[Dataset records]
*** Begin section ***

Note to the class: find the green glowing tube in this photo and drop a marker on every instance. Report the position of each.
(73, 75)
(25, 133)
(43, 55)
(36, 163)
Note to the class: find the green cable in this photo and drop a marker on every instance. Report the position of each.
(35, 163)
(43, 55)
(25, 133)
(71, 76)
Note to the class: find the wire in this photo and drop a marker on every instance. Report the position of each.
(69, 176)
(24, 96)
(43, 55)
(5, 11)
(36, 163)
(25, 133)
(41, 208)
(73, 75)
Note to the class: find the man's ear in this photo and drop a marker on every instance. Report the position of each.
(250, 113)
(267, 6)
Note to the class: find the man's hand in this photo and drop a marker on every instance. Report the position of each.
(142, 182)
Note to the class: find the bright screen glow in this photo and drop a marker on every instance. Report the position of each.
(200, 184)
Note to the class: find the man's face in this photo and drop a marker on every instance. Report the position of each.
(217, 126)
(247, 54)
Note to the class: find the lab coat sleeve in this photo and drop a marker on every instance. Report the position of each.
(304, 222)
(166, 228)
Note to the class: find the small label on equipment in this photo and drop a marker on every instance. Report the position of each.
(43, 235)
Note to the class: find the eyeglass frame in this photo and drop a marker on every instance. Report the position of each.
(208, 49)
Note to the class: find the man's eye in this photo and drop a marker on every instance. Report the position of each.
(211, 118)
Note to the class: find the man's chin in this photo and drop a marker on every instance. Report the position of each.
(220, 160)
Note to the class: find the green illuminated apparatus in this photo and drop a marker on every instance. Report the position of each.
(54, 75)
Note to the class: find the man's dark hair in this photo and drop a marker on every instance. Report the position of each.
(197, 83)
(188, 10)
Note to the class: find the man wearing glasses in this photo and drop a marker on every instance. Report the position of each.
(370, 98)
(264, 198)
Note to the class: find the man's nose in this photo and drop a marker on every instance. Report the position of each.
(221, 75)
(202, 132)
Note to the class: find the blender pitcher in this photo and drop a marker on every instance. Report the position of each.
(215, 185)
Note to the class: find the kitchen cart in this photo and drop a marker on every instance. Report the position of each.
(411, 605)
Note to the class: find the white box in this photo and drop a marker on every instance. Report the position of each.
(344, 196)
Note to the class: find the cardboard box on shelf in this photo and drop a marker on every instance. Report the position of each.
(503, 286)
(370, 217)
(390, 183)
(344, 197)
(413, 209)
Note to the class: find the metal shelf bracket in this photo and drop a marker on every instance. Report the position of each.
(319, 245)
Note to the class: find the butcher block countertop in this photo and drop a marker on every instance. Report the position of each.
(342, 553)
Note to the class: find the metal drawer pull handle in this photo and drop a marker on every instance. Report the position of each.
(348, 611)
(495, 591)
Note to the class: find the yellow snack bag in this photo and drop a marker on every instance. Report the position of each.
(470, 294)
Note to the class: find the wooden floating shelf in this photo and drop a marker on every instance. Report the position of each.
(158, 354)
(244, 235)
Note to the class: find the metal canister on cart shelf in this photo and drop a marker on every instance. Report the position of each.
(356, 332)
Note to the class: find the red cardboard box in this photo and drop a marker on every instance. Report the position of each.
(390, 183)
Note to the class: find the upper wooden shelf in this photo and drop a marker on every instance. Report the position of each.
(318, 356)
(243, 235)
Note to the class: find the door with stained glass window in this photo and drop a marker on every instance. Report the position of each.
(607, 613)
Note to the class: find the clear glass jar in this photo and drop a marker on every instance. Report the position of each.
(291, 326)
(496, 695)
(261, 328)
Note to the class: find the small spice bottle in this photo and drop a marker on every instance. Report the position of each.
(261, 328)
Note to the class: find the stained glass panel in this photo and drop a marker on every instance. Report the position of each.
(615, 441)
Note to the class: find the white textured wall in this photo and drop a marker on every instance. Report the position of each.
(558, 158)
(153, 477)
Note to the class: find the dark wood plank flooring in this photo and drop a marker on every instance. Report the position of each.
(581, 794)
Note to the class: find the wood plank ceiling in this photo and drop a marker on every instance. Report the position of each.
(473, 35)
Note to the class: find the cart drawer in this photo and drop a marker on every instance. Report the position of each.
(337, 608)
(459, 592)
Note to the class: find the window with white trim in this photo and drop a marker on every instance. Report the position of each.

*** End section ***

§ **YOUR OBJECTIVE**: Retype all of the lines shown above, keeping each one exact.

§ **ANSWER TO THIS TASK**:
Note to the class: find the green glowing tube in this photo and drop a marker on every instance. Report the position of each.
(73, 75)
(25, 133)
(43, 55)
(36, 163)
Note to the class: find the green cable in this photo and drop a marker on every instance. Report the position of each.
(35, 163)
(43, 55)
(25, 133)
(71, 76)
Note to the class: find the wire in this photo and drop a marker on every instance. Report the position of each.
(69, 176)
(24, 96)
(43, 55)
(5, 11)
(36, 163)
(25, 133)
(41, 208)
(73, 75)
Note to the class: find the man's ear in this photo and drop a marker on every instance. Report the position of each.
(250, 113)
(267, 6)
Note to the class: find the man's hand in this photo and drop a marker on every instance. Report the position of each.
(142, 182)
Note to the class: find the bright screen glow in this photo and drop a marker on every instance. Report the position of each.
(200, 184)
Note to the class: find the man's face in this photo and drop a marker on every instance. Report the position of each.
(217, 126)
(247, 54)
Note to the class: find the lab coat sleeve in this photo and drop a marker on every instance. Report the position of each.
(304, 222)
(166, 228)
Note to the class: find the small label on equipment in this photo and drop a marker on every instance. Report the position of each.
(43, 235)
Note to the class: find the eyeglass frame in this photo and drop a marker on every instance. Report the position of each.
(208, 49)
Note to the class: find the man's eye in this photo and drop a marker on every instance. Report the position of each.
(211, 118)
Note to the class: find the man's chin in this photo and drop a marker on every instance. Report the position of each.
(220, 160)
Note to the class: find the green illuminated apparatus in this photo and drop a marker on every instance. Report the position of each.
(54, 75)
Note to the class: find the man's dark hair in this photo and drop a marker on every instance. Report the position of each.
(197, 83)
(188, 10)
Note to the class: find the man wearing glasses in this photo and drop a marker on every instance. Report the position of each.
(370, 98)
(264, 198)
Note to the class: find the man's nose in this photo and drop a marker on every instance. Report the position of each.
(221, 75)
(202, 132)
Note to the class: find the blender pitcher in this photo and drop a marker on every instance. Report the position of each.
(215, 185)
Note to the class: find the kitchen cart in this photo and drop a marker on every instance. Report the position of each.
(411, 605)
Note to the class: find the white box in this photo and drop a marker on every instance. Report the position of each.
(344, 196)
Note to the class: find the cardboard box on shelf in this photo and drop a marker on every instance. Report the position of each.
(503, 286)
(370, 217)
(390, 183)
(344, 197)
(413, 209)
Note to the class: find the metal shelf bracket in this photo and drop a marker on every instance. Report the position of each.
(319, 245)
Note to the class: find the butcher block countertop in this photo and drop a marker on every instance. Report the position of each.
(342, 553)
Note to the class: find the metal drawer pull handle in this photo and drop a marker on every instance. Report the position of each.
(348, 611)
(495, 591)
Note to the class: find the yellow snack bag in this photo and drop a marker on every instance. Report the position of each.
(470, 294)
Note to the class: find the wooden floating shelf in this photo and drop a marker on every instance. Report the position of each.
(158, 354)
(244, 235)
Note to the class: find the metal canister on cart shelf in this photo and drop a marker on every instance. Report the position of each.
(356, 332)
Note to the class: find the red cardboard box in this photo and drop a marker on every instance. Report the position of each.
(390, 183)
Note to the class: find the upper wooden shelf in this photo and drop a marker on every instance. Report the position of each.
(318, 356)
(243, 235)
Note to the class: find the door with stained glass window in this photo and drop a marker on every instance. Report the position of each.
(607, 613)
Note to the class: find the clear glass jar in this photo and drop a marker on every instance. Report the position of each.
(291, 326)
(496, 695)
(261, 328)
Note to the class: find the small spice bottle in this photo and drop a marker on every instance. Report the position of each.
(261, 328)
Note to the class: find the stained glass panel in this photo and drop a marker on every instance. Report the position of each.
(615, 441)
Note to the class: find the white textured wall in this photo and drop a marker on every instance. Report the position of each.
(558, 158)
(153, 477)
Note to the class: find the dark wood plank flooring in this photo and drop a marker on every instance. Report the position of each.
(581, 794)
Note to the class: find the wood plank ceiling in this photo and drop a marker on every instance. Report the position of each.
(473, 35)
Note to the class: find the cart drawer in this photo and drop a marker on every instance. Report the position of each.
(337, 608)
(459, 592)
Note to the class: find the window with white trim in this photo and drop a marker on every instance. Report the position of each.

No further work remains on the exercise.